### DIRECTIONS
Update the lines below by replacing every "marker" with "dot" and keeping everything else the same.

### EXTRACTED MATERIAL
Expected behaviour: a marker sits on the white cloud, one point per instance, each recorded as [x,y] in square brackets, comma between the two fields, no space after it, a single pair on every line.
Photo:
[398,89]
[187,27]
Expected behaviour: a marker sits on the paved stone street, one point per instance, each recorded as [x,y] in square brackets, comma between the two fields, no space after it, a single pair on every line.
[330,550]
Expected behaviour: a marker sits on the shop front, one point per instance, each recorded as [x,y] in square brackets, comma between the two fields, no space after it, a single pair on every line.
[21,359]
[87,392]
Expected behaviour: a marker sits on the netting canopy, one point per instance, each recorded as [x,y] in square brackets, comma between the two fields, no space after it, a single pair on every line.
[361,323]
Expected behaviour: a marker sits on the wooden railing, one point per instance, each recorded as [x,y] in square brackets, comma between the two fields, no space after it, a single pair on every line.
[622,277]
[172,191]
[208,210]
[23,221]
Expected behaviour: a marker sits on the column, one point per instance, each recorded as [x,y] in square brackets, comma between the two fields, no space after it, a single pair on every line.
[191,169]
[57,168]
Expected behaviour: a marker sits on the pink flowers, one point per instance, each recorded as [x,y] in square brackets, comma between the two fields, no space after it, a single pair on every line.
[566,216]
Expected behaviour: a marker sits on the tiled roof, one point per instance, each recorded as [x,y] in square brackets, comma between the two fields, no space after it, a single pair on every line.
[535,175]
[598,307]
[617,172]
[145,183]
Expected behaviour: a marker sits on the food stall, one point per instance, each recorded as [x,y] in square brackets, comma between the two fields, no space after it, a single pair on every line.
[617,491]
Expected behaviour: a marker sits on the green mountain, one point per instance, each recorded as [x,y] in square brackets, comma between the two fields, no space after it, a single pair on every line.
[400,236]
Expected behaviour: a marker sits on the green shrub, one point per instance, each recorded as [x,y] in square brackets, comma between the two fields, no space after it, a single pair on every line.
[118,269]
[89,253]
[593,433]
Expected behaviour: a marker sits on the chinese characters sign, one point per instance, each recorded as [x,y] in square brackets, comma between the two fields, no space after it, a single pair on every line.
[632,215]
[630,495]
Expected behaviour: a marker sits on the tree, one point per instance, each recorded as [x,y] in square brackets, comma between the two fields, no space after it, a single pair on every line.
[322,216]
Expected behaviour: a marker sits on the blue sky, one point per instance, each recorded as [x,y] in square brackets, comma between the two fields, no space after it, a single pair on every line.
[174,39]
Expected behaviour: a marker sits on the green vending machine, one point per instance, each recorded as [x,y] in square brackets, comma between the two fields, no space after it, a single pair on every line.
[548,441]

### FULL RESPONSE
Expected behaviour: a dot sits on the white cloud, one point per instance, each recorded as [x,y] in square brackets, comma between the two fields, no space after it, a single pair on every line.
Photo:
[398,89]
[187,27]
Expected behaviour: a dot sits on the paved stone street, one point per instance, each recorded as [x,y] in square brackets, comma between the two fields, no space after it, a single pair on every line.
[330,550]
Expected behaviour: a dot sits on the shop front, one point per instance, each recorded as [x,y] in square brackets, comma between the two fields, no space after it, a single pair on every line.
[21,359]
[87,392]
Expected behaviour: a dot sits on the netting canopy, one point per instance, each recorded as [x,y] in square brackets, comma between the two fields, no space after it, a single pair on every line.
[361,323]
Expected behaviour: a dot sits on the wooden railing, one point per instance, each recorded as [x,y] in square brackets, comma between the two fields, no space after it, a single pair on every line.
[622,277]
[172,191]
[208,210]
[23,221]
Expected behaviour: a dot sits on the column, one point per instance, each recorded as [x,y] in square brackets, comma between the two fields, no space after it, a single pair on every line.
[191,169]
[57,168]
Expected behaviour: a dot sits on the pink flowers, one point per instance, each recorded as [x,y] in square brackets, comma between the two fields, no space after it, a single pair on every line.
[566,216]
Expected behaviour: a dot sits on the tiled roof, one point per instance, each recorded as [x,y] in square brackets, comma between the two fields, no space after it, a single pair on every line.
[535,175]
[598,307]
[617,172]
[145,183]
Expected behaviour: a dot sits on the food stall, one point per instance, each recorded as [x,y] in square brackets, comma between the two fields, no space after it, a single pair on every line.
[617,491]
Expected behaviour: a dot sits on the green mountain, one point per instance, each recorded as [x,y] in square brackets, comma between the two fields, no space after it, a single pair on every line.
[400,236]
Expected behaviour: a dot sits on the green shrub, one point per instance, each recorded as [x,y] in square brackets, comma between the two fields, no space after it, a single pair on every line.
[118,269]
[89,253]
[593,433]
Expected behaviour: a dot sits on the chinese characters sign, one point per instance, each recorded as [x,y] in square brackets, comma between the two fields, no space after it, a single pair on every line.
[632,215]
[630,495]
Expected behaviour: a dot sits on the tree, one point per instance, each recorded as [x,y] in square brackets, comma between the two fields, no space after it, a single pair on every line.
[322,216]
Expected behaviour: a dot sits on the blue sky, one point per instance, each recorded as [x,y] in square brackets, comma between the two fields, no space after it, a single pair on every line.
[174,39]
Expected behaviour: a dot sits on the green vending machine, one point per instance, each recorded as [x,y] in square brackets, comma between the two fields, no space after it, a single pair on every line.
[548,441]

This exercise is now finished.